┌─ Stored records

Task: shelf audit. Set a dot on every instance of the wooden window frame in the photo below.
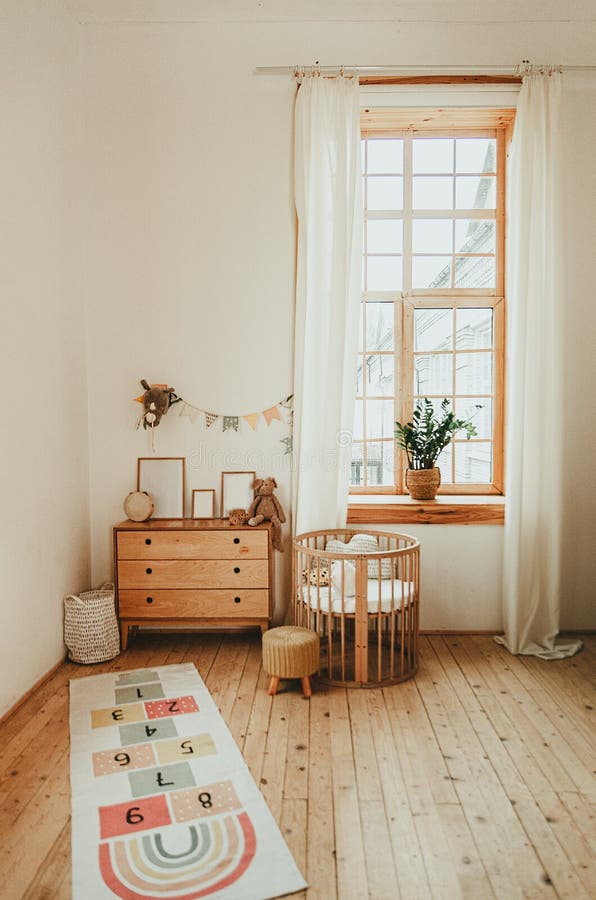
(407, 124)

└─
┌─ Stored records

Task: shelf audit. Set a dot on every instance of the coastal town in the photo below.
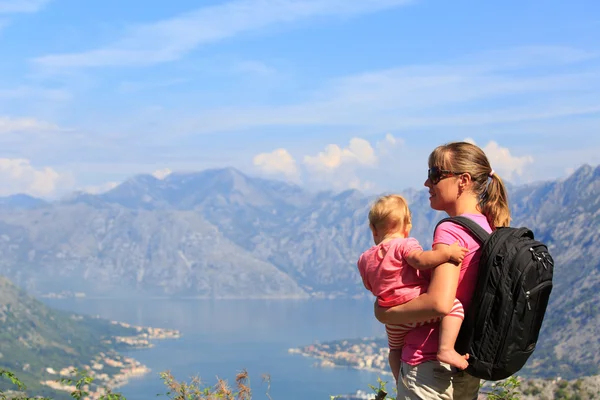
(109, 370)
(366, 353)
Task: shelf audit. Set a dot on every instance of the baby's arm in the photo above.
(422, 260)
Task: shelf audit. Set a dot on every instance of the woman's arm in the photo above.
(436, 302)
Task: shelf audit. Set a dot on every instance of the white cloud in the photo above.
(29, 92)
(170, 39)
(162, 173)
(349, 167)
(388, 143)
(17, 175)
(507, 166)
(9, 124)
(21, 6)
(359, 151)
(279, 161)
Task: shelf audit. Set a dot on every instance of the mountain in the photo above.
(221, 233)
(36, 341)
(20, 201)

└─
┌─ Stored records

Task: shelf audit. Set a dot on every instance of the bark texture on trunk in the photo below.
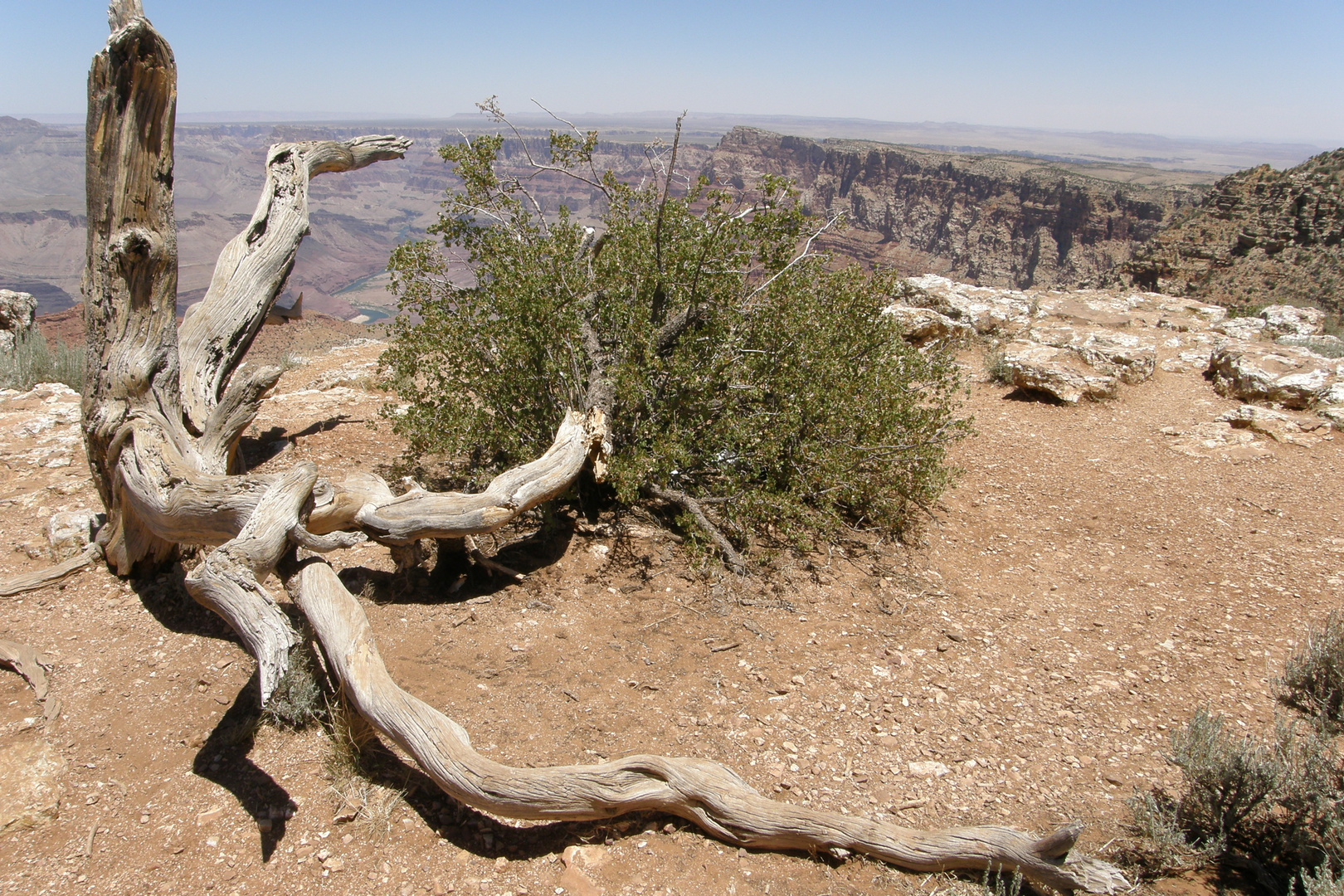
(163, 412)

└─

* _The task_
Pick out each line in the entries above that contains the string "audit", and copy those lines.

* _Output below_
Task: shelf audit. Set a dot on every instance of the wooden window frame in the photo below.
Task: shelf audit. Set a dot on every instance of the coastal town in the photo below.
Task: shelf audit. Set a dot on every instance of the baby's arm in the photo above.
Task: shelf audit. Set a dot on every instance of the woman's arm in the photo above.
Task: shelf audit. Set a dot on every instance of the white cloud in the photo above.
Task: shelf audit. Set a dot on every instance of the mountain in the photo above.
Task: shelf audit. Set a dot on every instance of the bark texture on trunk in the photo below.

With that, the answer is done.